> EXERCISE PROMPT
Convert every line of the material below into a JSON list of strings, one string per line, leaving out blank lines.

____ PROVIDED MATERIAL

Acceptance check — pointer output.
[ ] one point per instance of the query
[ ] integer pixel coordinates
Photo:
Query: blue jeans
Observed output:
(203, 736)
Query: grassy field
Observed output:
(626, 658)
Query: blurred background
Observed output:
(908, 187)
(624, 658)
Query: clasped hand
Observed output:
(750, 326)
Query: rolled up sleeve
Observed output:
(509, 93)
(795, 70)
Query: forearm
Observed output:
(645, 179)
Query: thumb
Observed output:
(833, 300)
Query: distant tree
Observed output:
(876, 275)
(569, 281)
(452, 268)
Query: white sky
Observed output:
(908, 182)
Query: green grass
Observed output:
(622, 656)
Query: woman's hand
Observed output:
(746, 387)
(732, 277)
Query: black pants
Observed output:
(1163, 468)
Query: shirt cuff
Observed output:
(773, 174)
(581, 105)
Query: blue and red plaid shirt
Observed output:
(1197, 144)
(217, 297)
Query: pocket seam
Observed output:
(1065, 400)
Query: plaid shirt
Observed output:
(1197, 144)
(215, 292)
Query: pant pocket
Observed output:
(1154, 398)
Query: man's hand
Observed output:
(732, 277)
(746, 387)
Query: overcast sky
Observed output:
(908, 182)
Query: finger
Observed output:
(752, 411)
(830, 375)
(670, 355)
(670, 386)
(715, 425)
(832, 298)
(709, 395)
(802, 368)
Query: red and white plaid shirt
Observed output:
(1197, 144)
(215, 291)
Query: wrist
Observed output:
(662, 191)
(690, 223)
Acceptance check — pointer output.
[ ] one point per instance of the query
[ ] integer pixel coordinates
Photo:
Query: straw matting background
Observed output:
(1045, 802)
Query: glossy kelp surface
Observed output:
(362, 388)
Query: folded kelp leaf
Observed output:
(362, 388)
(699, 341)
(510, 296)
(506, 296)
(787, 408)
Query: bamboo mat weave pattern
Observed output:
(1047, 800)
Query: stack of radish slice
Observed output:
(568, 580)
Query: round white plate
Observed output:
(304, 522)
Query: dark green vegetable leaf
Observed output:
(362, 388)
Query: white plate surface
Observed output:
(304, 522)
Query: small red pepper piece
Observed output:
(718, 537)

________

> EXERCISE ANSWER
[
  "Acceptance check — pointer output.",
  "[ ] one point per instance of the query",
  "[ ] integer pixel coordinates",
  "Photo:",
  "Query: blue jeans",
  "Observed output:",
  "(203, 736)",
  "Query: grassy field",
  "Observed output:",
  "(626, 658)",
  "Query: blurred background",
  "Observed output:",
  "(908, 187)",
  "(624, 658)",
  "Query: clasped hand",
  "Observed output:",
  "(750, 326)",
  "Query: rolled up sleeve",
  "Observed output:",
  "(509, 93)",
  "(795, 70)",
  "Query: forearm",
  "Observed output:",
  "(645, 179)",
  "Query: thumb",
  "Observed output:",
  "(833, 300)",
  "Query: distant tree",
  "Observed output:",
  "(876, 275)",
  "(569, 281)",
  "(452, 268)",
  "Query: white sky",
  "Observed output:",
  "(908, 182)",
  "Query: green grass",
  "Observed output:",
  "(622, 656)",
  "Query: woman's hand",
  "Observed output:",
  "(746, 387)",
  "(732, 277)",
  "Query: black pants",
  "Observed output:",
  "(1163, 468)",
  "Query: shirt cuff",
  "Observed output:",
  "(773, 174)",
  "(581, 105)",
  "Query: blue and red plaid shirt",
  "Observed output:",
  "(1197, 144)",
  "(217, 297)",
  "Query: pocket seam",
  "Observed output:",
  "(1065, 400)",
  "Query: plaid shirt",
  "Observed output:",
  "(1197, 144)",
  "(215, 292)",
  "Query: pant pocket",
  "Observed output:",
  "(1154, 398)",
  "Query: man's hand",
  "Observed output:",
  "(732, 277)",
  "(746, 387)",
  "Query: overcast sky",
  "Observed output:",
  "(908, 182)",
  "Query: finger",
  "Observed output:",
  "(752, 411)",
  "(830, 375)",
  "(670, 355)",
  "(670, 386)",
  "(715, 425)",
  "(832, 298)",
  "(709, 395)",
  "(802, 368)",
  "Query: red and white plaid shirt",
  "Observed output:",
  "(1197, 144)",
  "(215, 291)",
  "Query: wrist",
  "Observed output:",
  "(662, 191)",
  "(690, 223)",
  "Acceptance check — pointer output.",
  "[ ] one point per instance of the query",
  "[ ] integer pixel coordinates",
  "Photo:",
  "Query: straw matting background",
  "Observed output:",
  "(1045, 802)",
  "Query: glossy kelp surface",
  "Observed output:",
  "(362, 388)",
  "Query: folded kelp leaf",
  "Observed output:",
  "(362, 388)",
  "(699, 341)",
  "(510, 296)",
  "(506, 296)",
  "(787, 408)",
  "Query: bamboo mat weave pattern",
  "Observed output:",
  "(1047, 800)",
  "Query: stack of radish slice",
  "Observed output:",
  "(568, 580)",
  "Query: round white plate",
  "Observed output:",
  "(304, 522)",
  "Query: dark green vegetable leaf",
  "Observed output:",
  "(362, 388)",
  "Query: white plate surface",
  "Observed output:",
  "(304, 522)",
  "Query: small red pepper piece",
  "Observed output:",
  "(718, 537)"
]